**TASK DESCRIPTION:** The lines to reproduce from the material below are those from the one containing "Query: crouching man in gray t-shirt" through the one containing "of the maroon", both included; write them out exactly and add nothing.
+ + + +
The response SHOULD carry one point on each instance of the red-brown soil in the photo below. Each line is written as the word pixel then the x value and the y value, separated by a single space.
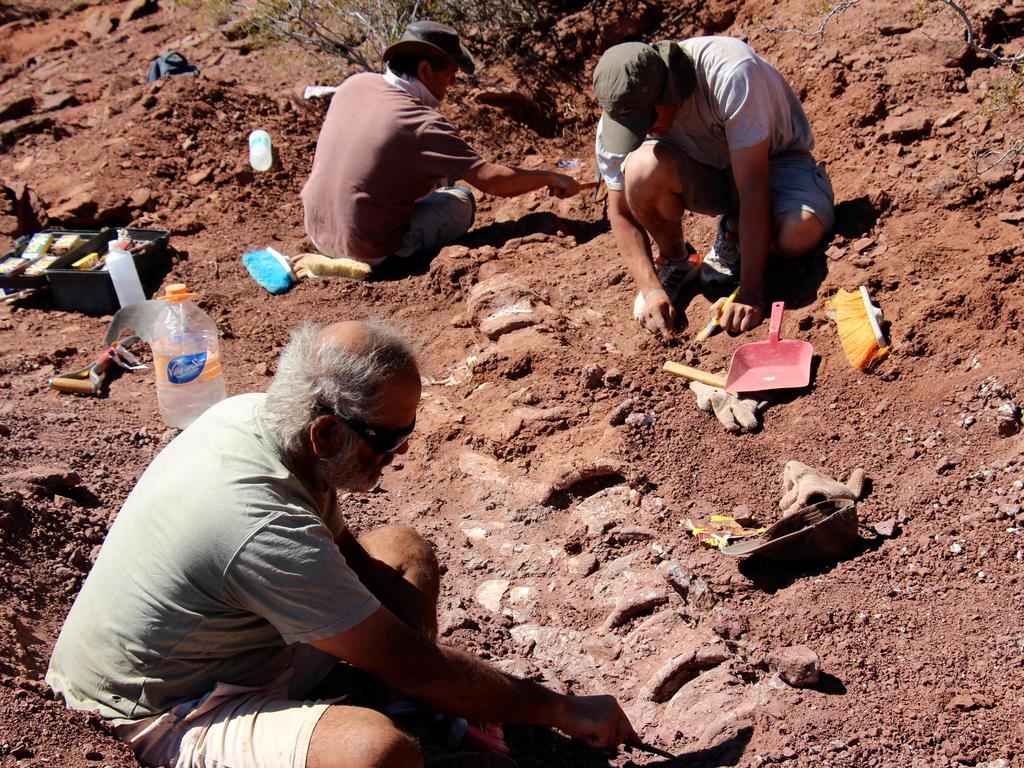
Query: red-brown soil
pixel 545 514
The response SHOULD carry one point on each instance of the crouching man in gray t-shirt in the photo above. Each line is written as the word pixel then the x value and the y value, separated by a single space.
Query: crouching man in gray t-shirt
pixel 229 586
pixel 706 125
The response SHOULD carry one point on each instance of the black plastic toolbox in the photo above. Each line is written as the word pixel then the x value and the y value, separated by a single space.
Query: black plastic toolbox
pixel 91 291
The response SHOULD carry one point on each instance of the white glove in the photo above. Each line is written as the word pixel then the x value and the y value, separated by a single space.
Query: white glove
pixel 804 485
pixel 736 414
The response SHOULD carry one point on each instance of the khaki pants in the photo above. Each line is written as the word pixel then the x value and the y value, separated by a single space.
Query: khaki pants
pixel 239 726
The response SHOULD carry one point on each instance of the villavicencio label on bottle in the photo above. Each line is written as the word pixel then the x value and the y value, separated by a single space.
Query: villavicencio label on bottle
pixel 186 368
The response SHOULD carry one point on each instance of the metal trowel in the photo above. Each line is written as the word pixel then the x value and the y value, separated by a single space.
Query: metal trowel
pixel 137 317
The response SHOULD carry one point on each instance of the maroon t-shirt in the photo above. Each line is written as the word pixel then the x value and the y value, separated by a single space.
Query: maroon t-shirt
pixel 379 151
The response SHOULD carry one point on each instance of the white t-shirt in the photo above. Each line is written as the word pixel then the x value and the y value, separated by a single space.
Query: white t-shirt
pixel 738 100
pixel 219 558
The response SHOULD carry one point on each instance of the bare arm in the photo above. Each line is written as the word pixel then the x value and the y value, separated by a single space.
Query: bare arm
pixel 506 181
pixel 634 245
pixel 750 168
pixel 461 684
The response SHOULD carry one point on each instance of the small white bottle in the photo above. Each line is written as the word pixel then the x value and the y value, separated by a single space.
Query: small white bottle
pixel 260 153
pixel 121 266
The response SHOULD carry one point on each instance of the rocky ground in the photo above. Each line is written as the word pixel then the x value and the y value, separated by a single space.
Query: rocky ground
pixel 554 463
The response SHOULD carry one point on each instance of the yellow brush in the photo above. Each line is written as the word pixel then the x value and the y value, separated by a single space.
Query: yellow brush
pixel 717 318
pixel 859 325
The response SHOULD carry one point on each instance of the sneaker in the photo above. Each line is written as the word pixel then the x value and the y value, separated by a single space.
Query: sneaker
pixel 722 262
pixel 674 276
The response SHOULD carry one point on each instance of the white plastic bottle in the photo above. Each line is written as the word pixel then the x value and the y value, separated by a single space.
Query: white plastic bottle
pixel 186 358
pixel 122 270
pixel 260 153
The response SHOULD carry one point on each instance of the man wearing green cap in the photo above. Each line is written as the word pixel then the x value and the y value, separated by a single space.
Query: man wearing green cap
pixel 706 125
pixel 382 181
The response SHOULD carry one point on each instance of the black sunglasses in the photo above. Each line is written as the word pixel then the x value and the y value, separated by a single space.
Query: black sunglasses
pixel 380 439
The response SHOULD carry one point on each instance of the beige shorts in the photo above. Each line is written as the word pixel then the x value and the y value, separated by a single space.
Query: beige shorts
pixel 239 726
pixel 437 219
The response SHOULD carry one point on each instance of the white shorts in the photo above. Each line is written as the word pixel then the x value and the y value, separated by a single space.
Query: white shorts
pixel 239 726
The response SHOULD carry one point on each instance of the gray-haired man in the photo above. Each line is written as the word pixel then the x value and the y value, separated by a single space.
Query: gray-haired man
pixel 706 125
pixel 229 586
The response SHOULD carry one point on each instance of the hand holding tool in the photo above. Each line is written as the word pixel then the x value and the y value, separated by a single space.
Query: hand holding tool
pixel 90 379
pixel 717 320
pixel 649 749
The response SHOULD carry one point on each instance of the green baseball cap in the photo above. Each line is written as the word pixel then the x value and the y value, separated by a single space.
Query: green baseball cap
pixel 630 81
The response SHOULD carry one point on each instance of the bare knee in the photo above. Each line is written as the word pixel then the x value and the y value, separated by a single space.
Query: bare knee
pixel 652 183
pixel 799 232
pixel 402 549
pixel 355 737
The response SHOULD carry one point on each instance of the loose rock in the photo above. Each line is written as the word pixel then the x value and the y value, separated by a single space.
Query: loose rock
pixel 797 665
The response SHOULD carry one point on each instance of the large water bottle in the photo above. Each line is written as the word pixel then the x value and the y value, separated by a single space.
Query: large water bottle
pixel 121 267
pixel 186 358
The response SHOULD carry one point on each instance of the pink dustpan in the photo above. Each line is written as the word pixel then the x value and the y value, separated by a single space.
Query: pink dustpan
pixel 772 364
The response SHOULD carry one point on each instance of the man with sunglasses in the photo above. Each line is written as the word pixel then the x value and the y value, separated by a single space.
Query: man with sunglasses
pixel 229 586
pixel 706 125
pixel 383 177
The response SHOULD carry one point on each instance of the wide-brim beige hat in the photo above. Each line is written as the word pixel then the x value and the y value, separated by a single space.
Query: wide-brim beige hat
pixel 425 38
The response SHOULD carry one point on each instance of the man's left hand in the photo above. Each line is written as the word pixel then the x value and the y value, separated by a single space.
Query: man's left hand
pixel 562 185
pixel 741 315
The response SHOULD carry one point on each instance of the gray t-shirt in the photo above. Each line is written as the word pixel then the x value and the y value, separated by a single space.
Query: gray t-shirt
pixel 219 558
pixel 738 101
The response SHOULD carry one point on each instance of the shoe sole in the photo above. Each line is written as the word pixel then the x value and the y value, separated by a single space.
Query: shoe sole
pixel 711 275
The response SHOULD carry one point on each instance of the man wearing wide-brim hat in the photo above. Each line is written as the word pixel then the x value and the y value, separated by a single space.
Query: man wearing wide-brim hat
pixel 706 125
pixel 383 177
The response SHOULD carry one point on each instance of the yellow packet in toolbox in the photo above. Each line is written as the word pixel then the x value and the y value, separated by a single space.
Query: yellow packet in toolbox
pixel 86 262
pixel 65 243
pixel 37 246
pixel 13 265
pixel 40 265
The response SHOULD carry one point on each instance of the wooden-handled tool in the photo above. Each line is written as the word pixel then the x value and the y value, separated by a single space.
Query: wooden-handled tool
pixel 694 374
pixel 90 379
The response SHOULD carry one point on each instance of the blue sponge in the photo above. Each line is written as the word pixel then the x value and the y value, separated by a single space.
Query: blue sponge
pixel 270 269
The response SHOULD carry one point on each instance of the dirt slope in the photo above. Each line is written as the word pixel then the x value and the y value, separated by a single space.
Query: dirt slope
pixel 554 462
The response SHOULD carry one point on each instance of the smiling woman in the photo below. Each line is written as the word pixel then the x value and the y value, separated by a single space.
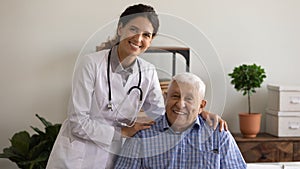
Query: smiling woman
pixel 105 96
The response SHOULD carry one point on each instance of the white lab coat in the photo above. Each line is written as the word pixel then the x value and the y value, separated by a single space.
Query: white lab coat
pixel 87 138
+ + + +
**YOUR SOLUTION:**
Query: crouching man in gray t-shirt
pixel 229 586
pixel 706 125
The response SHOULD carry one point on each instance of the black plastic toolbox in the photo above. Each line is written as the word pixel then the x value and the y value, separated by a single space.
Query: black plastic toolbox
pixel 91 291
The response SHOULD carry one point on each instance of the white glove in the photo above. Each line is written as the word pixel then the x value and the y value, separated by a single space.
Query: white glove
pixel 804 485
pixel 736 414
The response SHOULD carry one point on each instance of the khaki pants in the photo above. Each line is written as the word pixel then the x value and the y value, separated by a single space.
Query: khaki pants
pixel 239 726
The response SHOULD carry one point on each instance of the villavicencio label on bottle in the photo above. Each line is written as the word pixel then the x value and the y value, separated by a single space.
Query: villavicencio label on bottle
pixel 186 368
The response SHOULD carry one point on each instance of the metal trowel in the photo above. Each line is written as the word pixel then the x value and the y value, separated by a single space.
Query: metal trowel
pixel 137 317
The response SHOULD carry one point on each instance of the maroon t-shirt in the photo above. Each line is written as the word pixel then the x value and the y value, separated by a single space.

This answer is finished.